:: Given records ::

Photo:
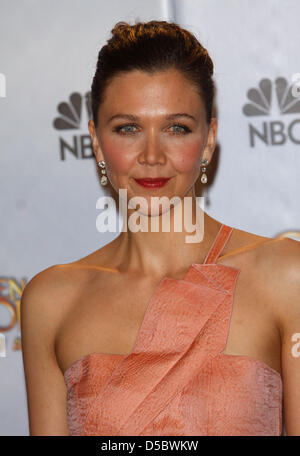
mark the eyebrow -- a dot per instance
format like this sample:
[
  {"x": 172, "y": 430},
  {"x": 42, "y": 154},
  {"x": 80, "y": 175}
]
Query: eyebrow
[{"x": 134, "y": 118}]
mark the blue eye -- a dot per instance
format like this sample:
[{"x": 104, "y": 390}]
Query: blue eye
[
  {"x": 184, "y": 129},
  {"x": 119, "y": 129}
]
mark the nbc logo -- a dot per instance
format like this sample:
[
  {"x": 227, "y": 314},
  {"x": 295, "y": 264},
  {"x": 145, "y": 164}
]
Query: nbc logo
[
  {"x": 72, "y": 117},
  {"x": 274, "y": 100}
]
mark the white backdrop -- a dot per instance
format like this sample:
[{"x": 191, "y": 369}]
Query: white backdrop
[{"x": 49, "y": 185}]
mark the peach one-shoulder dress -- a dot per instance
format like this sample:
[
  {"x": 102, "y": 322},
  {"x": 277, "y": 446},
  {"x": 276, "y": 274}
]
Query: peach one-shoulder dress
[{"x": 176, "y": 381}]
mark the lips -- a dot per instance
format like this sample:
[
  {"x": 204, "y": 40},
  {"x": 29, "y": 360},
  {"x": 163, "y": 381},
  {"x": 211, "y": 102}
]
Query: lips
[{"x": 152, "y": 182}]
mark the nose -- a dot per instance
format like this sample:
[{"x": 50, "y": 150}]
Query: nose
[{"x": 152, "y": 152}]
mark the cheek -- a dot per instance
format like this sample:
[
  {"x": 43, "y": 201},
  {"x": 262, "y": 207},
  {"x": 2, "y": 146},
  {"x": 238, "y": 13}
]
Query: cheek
[
  {"x": 187, "y": 157},
  {"x": 118, "y": 161}
]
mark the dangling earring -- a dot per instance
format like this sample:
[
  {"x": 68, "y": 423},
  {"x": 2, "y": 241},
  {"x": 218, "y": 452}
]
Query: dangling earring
[
  {"x": 103, "y": 179},
  {"x": 204, "y": 176}
]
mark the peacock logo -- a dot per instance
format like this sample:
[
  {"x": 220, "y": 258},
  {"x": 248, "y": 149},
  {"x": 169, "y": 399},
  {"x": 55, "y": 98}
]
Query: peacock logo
[
  {"x": 273, "y": 100},
  {"x": 73, "y": 116}
]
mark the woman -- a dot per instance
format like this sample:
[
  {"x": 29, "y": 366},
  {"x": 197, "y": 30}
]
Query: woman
[{"x": 143, "y": 336}]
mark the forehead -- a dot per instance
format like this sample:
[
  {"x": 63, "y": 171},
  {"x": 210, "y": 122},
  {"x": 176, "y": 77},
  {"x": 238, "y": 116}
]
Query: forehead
[{"x": 138, "y": 92}]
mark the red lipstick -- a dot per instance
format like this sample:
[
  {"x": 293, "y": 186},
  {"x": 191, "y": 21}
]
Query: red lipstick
[{"x": 152, "y": 182}]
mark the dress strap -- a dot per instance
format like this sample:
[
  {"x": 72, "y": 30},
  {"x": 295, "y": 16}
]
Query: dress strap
[{"x": 219, "y": 243}]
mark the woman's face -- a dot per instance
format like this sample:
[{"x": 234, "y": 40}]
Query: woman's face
[{"x": 152, "y": 126}]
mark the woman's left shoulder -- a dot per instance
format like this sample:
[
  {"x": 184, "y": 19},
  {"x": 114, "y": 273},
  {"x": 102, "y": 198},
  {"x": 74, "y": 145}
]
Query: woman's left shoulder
[{"x": 279, "y": 263}]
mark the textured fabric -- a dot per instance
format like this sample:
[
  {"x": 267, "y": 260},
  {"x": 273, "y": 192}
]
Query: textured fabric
[{"x": 176, "y": 381}]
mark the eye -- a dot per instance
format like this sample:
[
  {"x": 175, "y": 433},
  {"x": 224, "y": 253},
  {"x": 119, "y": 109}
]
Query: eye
[
  {"x": 182, "y": 129},
  {"x": 120, "y": 129}
]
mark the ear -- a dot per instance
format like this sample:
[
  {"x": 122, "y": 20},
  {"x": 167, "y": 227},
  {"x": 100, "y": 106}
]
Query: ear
[
  {"x": 210, "y": 140},
  {"x": 95, "y": 143}
]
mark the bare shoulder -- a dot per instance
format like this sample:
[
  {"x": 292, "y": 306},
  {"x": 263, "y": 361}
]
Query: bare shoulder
[{"x": 275, "y": 263}]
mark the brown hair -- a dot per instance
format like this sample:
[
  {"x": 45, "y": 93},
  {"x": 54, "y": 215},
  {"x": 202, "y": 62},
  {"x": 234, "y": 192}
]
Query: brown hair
[{"x": 153, "y": 46}]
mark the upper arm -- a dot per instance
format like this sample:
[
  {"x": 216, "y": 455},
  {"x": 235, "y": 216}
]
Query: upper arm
[
  {"x": 45, "y": 386},
  {"x": 287, "y": 292}
]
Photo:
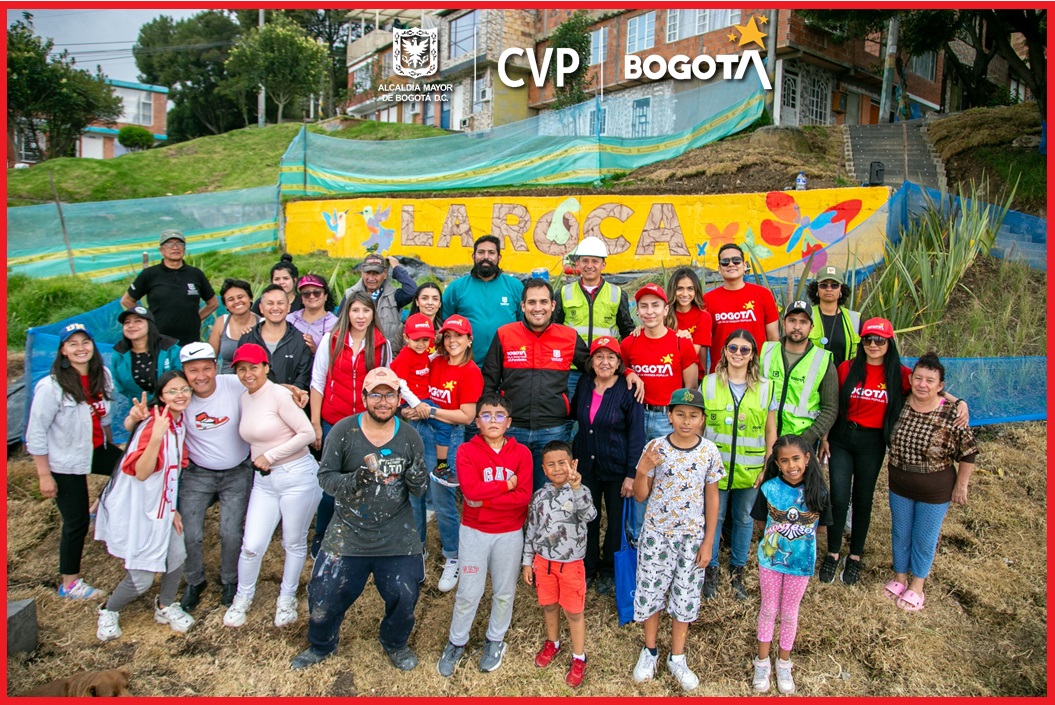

:::

**What the task asks:**
All records above should be duplicated exactly, with the pictures omitted.

**Solution to this problem:**
Photo:
mark the eyebrow -- a dot per instance
format like this sample:
[
  {"x": 172, "y": 430},
  {"x": 42, "y": 154},
  {"x": 80, "y": 175}
]
Query: eyebrow
[{"x": 134, "y": 118}]
mark the blue eye -- a dot per instance
format like this sample:
[{"x": 104, "y": 390}]
Query: blue eye
[
  {"x": 184, "y": 129},
  {"x": 119, "y": 129}
]
mark the nbc logo -- a dot per instance
format like this sample:
[
  {"x": 227, "y": 314},
  {"x": 295, "y": 264},
  {"x": 145, "y": 164}
]
Query: nbc logo
[
  {"x": 72, "y": 117},
  {"x": 274, "y": 100}
]
mark the white backdrop -- a dot per instance
format like this sample:
[{"x": 191, "y": 369}]
Query: white backdrop
[{"x": 49, "y": 185}]
mark the peach one-shoulder dress -- a dot per instance
format like this sample:
[
  {"x": 102, "y": 322},
  {"x": 277, "y": 446},
  {"x": 276, "y": 274}
]
Query: peach one-shoulder dress
[{"x": 176, "y": 381}]
mark the lips -- a dot per instance
format like this sample:
[
  {"x": 204, "y": 40},
  {"x": 29, "y": 360},
  {"x": 163, "y": 381},
  {"x": 211, "y": 102}
]
Query: lips
[{"x": 152, "y": 182}]
mark the nose -- a dot per instance
format like this sample:
[{"x": 50, "y": 150}]
Query: nose
[{"x": 152, "y": 152}]
mark the cheek -- a dot per instance
format like this sample:
[
  {"x": 43, "y": 201},
  {"x": 262, "y": 207},
  {"x": 2, "y": 146},
  {"x": 238, "y": 13}
]
Query: cheek
[
  {"x": 187, "y": 157},
  {"x": 118, "y": 161}
]
mark the dangling earring -- a dot per instance
format like this sample:
[
  {"x": 68, "y": 423},
  {"x": 2, "y": 241},
  {"x": 218, "y": 452}
]
Query: dangling earring
[
  {"x": 103, "y": 179},
  {"x": 204, "y": 176}
]
mark the peacock logo -- a dot per instance
format like this sample:
[
  {"x": 220, "y": 258},
  {"x": 248, "y": 149},
  {"x": 169, "y": 399},
  {"x": 55, "y": 98}
]
Query: peacock logo
[
  {"x": 273, "y": 100},
  {"x": 73, "y": 116}
]
mark the woman -- a dot per instance
format like this sample:
[
  {"x": 29, "y": 366},
  {"x": 197, "y": 30}
]
Query: woman
[{"x": 143, "y": 336}]
mark the forehead -- a dot per instance
format like this sample:
[
  {"x": 63, "y": 171},
  {"x": 210, "y": 122},
  {"x": 176, "y": 77},
  {"x": 238, "y": 116}
]
Query: forehead
[{"x": 138, "y": 92}]
mark the red lipstick -- a dot per instance
format like this sample:
[
  {"x": 293, "y": 186},
  {"x": 191, "y": 21}
]
Query: red lipstick
[{"x": 152, "y": 182}]
mark the dress strap -- a dot per instance
format like this sample:
[
  {"x": 72, "y": 30},
  {"x": 295, "y": 16}
]
Query: dress strap
[{"x": 219, "y": 243}]
mark the woman's face -- a dot per instance
format like this sample:
[{"x": 234, "y": 40}]
Query: woman's face
[{"x": 152, "y": 126}]
mark the woman's left shoulder -- a dot per instance
format like this sample:
[
  {"x": 184, "y": 19},
  {"x": 114, "y": 273},
  {"x": 102, "y": 198},
  {"x": 74, "y": 145}
]
Query: woman's left shoulder
[{"x": 279, "y": 263}]
mark the textured fabric -- a dot per instance
format like this sample:
[
  {"x": 267, "y": 260},
  {"x": 273, "y": 192}
]
Query: textured fabric
[{"x": 176, "y": 381}]
mark the eye -- a dot per instance
format like this sample:
[
  {"x": 175, "y": 433},
  {"x": 224, "y": 253},
  {"x": 119, "y": 109}
]
Query: eye
[
  {"x": 182, "y": 129},
  {"x": 120, "y": 129}
]
mark the ear -- a dot per instance
format like this sample:
[
  {"x": 122, "y": 20},
  {"x": 167, "y": 227},
  {"x": 100, "y": 106}
]
Query: ear
[
  {"x": 210, "y": 140},
  {"x": 95, "y": 143}
]
mark the bare shoulder -- a dot per instance
format like this sample:
[
  {"x": 292, "y": 306},
  {"x": 263, "y": 361}
]
Query: bare shoulder
[{"x": 275, "y": 263}]
mark the brown hair -- a dot per instance
format like this sample:
[
  {"x": 45, "y": 93},
  {"x": 54, "y": 215},
  {"x": 202, "y": 62},
  {"x": 234, "y": 192}
]
Query: brown hair
[{"x": 153, "y": 46}]
mark the upper arm -- a dot per instance
format like this sample:
[
  {"x": 216, "y": 455},
  {"x": 235, "y": 216}
]
Query: upper arm
[
  {"x": 45, "y": 386},
  {"x": 287, "y": 292}
]
Photo:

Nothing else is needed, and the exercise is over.